◆ Text for analysis:
[This is a shared post with my Odette "shed" update page at Unbound, so if you've subscribed to the book, it will probably pop into your inbox soon...]
The other day I growled to my husband, "This book is driving me mad." He gave a shrug: "They always do." After 20 years, it's water off a violinist's back, and he retreats happily to practise his Paganini. Upstairs, though, I am in the middle of what is elegantly termed 'Editorial Development', but is, to me, the inevitable part of writing a book that is a bit like being skinned alive. The outer covering is pulled off and every bone, every vein, the entire network of connective tissue and nerve-endings, are under microscopic scrutiny.
My editor has done a wonderful job with the manucript. She has been kind, encouraging, firm and to the point. She's homed in on issues that I sort of know about, but might not have focused on so clearly: for instance, I tend to speed up towards the end of a story, and that's not a bad thing, but it is not good if you press the accelerator pedal down so hard that the countryside blurs and your passengers can't see the thing they came out with you to see in the first place. Ghost Variations arrived back from its editor 14,000 words shorter. Odette has pinged in with an encouragement to make it 5,000 words longer.
Above all, she has made a point which I know that the legendary Robert McKee, the Hollywood screenwriting guru, would applaud: the stranger the story's world, the more its internal existence has to be consistent and convincing.
This week I've been at my desk for long hours (and will be for this next week too, I expect), still trying to shake off the sore throat and annoying cough I picked up on the plane coming back from Australia, and attempting to make sense of a 70,000 manuscript in which the central premise does not and never will make any sense, and is not supposed to, but everything else has to be a hundred per cent watertight.
This probably sounds nuts, but I promise it's a crucial part of the whole Writer's Technique malarkey. For instance, I am asking you to accept a story in which one of the main characters is transformed into a swan during daylight hours and has been living under a spell for 166 years. But that means under no circumstances can I ask you also to accept that she could be blown 8000 miles from Siberia to the east of England in a single day. Not even the most extreme hurricane-force wind could do that. When I first drafted Odette, back in 1992, we had no internet, you'd have to go to a library full of good encyclopedias in order to check your details, and I had no idea how far it was from Cambridge/Norwich/Cygnford to Novosibirsk, let alone Irkutsk. Now it takes about 15 seconds to find out on Google Maps.

◆ Data excerpts:
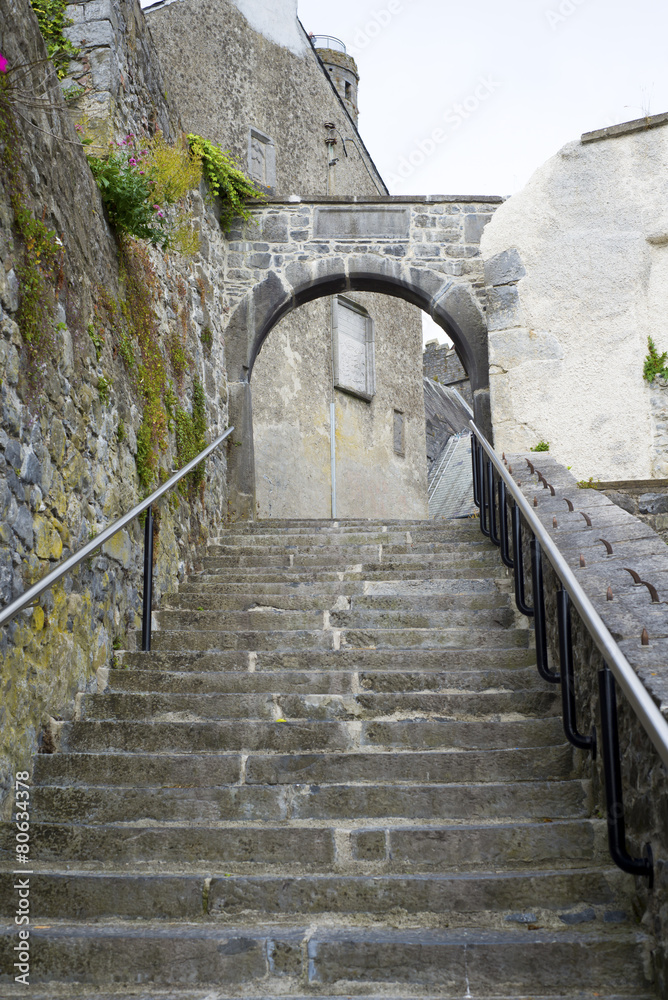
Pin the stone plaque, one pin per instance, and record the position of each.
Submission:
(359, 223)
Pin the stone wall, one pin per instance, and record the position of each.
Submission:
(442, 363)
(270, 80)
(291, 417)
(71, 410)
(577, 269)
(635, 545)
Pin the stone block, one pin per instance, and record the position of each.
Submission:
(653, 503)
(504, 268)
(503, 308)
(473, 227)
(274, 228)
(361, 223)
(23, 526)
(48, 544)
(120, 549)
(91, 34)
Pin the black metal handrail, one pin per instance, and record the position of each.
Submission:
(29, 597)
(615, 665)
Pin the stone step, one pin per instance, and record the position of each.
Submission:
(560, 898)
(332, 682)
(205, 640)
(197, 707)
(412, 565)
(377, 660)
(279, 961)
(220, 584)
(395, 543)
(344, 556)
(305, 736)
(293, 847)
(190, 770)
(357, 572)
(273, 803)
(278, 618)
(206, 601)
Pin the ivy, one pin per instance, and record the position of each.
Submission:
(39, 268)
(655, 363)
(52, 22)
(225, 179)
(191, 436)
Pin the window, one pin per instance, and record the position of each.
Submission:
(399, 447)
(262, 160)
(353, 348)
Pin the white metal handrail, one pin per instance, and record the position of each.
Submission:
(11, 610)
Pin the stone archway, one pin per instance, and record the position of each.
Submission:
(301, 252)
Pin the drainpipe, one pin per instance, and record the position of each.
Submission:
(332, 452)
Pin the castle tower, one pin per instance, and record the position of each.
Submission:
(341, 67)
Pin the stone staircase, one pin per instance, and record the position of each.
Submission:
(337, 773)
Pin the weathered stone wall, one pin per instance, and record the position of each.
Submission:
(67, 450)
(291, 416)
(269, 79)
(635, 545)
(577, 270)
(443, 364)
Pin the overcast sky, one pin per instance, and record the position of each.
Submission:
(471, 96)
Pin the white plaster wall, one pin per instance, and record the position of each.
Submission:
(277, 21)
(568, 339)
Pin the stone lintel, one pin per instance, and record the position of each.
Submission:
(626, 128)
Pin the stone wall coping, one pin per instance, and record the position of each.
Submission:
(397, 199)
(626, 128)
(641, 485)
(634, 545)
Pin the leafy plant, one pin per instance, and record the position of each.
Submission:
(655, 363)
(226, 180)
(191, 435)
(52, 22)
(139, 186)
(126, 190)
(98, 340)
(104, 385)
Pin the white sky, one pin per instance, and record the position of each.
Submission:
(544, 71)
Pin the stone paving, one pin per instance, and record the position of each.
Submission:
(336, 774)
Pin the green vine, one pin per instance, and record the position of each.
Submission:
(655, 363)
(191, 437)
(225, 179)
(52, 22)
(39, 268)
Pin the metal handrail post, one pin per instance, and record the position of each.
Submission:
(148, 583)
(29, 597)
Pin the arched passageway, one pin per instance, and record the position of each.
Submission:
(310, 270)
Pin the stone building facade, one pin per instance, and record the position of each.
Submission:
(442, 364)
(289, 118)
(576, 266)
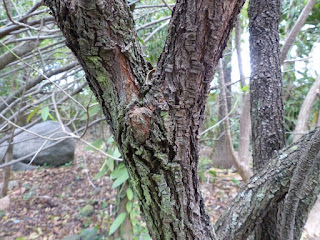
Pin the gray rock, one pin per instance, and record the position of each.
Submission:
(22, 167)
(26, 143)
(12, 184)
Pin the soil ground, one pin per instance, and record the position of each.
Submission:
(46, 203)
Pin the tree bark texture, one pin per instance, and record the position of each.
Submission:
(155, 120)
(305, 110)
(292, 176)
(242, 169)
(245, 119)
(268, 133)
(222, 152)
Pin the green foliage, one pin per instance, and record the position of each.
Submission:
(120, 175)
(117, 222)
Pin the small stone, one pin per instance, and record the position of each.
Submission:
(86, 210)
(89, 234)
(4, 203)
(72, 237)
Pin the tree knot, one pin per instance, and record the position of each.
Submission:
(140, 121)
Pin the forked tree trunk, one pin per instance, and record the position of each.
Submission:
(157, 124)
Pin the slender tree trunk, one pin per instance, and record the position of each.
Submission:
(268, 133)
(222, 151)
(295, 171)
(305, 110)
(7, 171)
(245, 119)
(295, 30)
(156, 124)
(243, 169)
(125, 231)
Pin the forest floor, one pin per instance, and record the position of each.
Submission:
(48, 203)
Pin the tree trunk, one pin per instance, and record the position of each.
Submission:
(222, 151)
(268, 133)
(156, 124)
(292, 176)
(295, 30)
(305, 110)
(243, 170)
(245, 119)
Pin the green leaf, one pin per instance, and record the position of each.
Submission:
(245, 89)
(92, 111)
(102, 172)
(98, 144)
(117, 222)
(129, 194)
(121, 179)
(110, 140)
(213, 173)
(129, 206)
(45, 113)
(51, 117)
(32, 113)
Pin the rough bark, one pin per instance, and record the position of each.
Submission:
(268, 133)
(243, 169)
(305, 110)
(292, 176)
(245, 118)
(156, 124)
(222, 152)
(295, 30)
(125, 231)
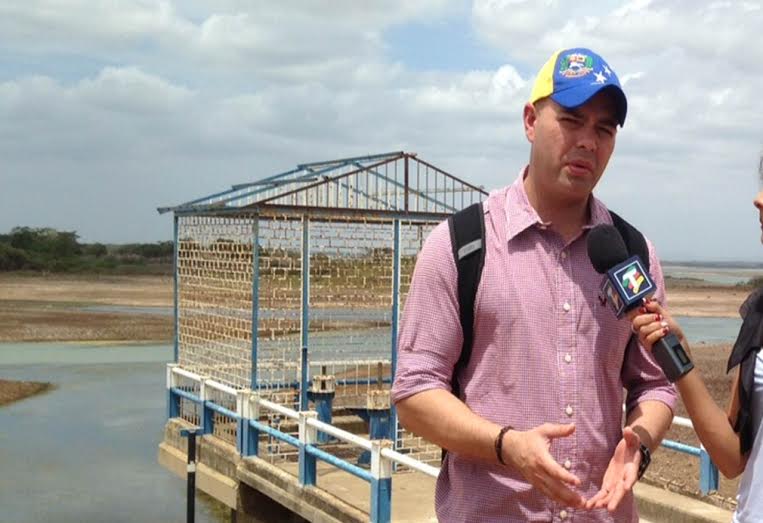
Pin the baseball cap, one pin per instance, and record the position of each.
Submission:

◆ What is needed: Extend the post about editing the novel Odette, beginning right after its last sentence. These rows were taken from a different source than the text about editing Odette.

◆ Expected answer:
In fact that wasn't something my editor picked up; but she did point out much else, and when you start noticing and questioning such things, you then start noticing and quesitoning others as well. And that's when you start checking facts on the internet, even though the basic facts - e.g., your heroine is 185 years old and her enchanter is probably about 200 - are totally, utterly impossible.
I think this may be one reason it's called "magical realism".
Next, I read the whole thing aloud. To the cat. Our old cat, Solti, used to detest being read to. After about two sentences he'd pad in and start meowing at me continuously. I never knew whether this meant "I wanna join in" or "Shut the **** up!" (The same is currently true for Madame Cosima and Tom's violin practice...) Ricki (pictured right) who has designated himself "my" cat, while Cosi is "Tom's", is much more patient. He'll sprawl in his top bunk and watch the birds in the apple tree while being read a nice, very long story, and only really responds if I happen to have used the word "suppertime".
Whatever he thinks of it, it's an incredibly useful thing for me to do. Again, it's the laboratory microscope of the Writer's Technique malarkey. If you read aloud, you read every word. You hear things - and if you are into music, this means you are aurally motivated and hearing things will offer insights that simply seeing them can sometimes miss (especially if you're trying to look at them afresh after 26 years). You notice images that are repeated too often, or phrases you've over-used, or daft clichés that stick out like a sore thumb [see what I did there?]. You feel the passages that jar, rubbing at your skin like mosquito bites. And you notice the bits that probably go on too long because you start wanting to check Facebook while you're reading them. Time to make judicious use of the 'delete' button.
So, that's where we are in 'Editorial Development'. Now you know the painful truth, and I'm going back in to tackle the next 100 pages. Wish me luck and have a lovely Sunday.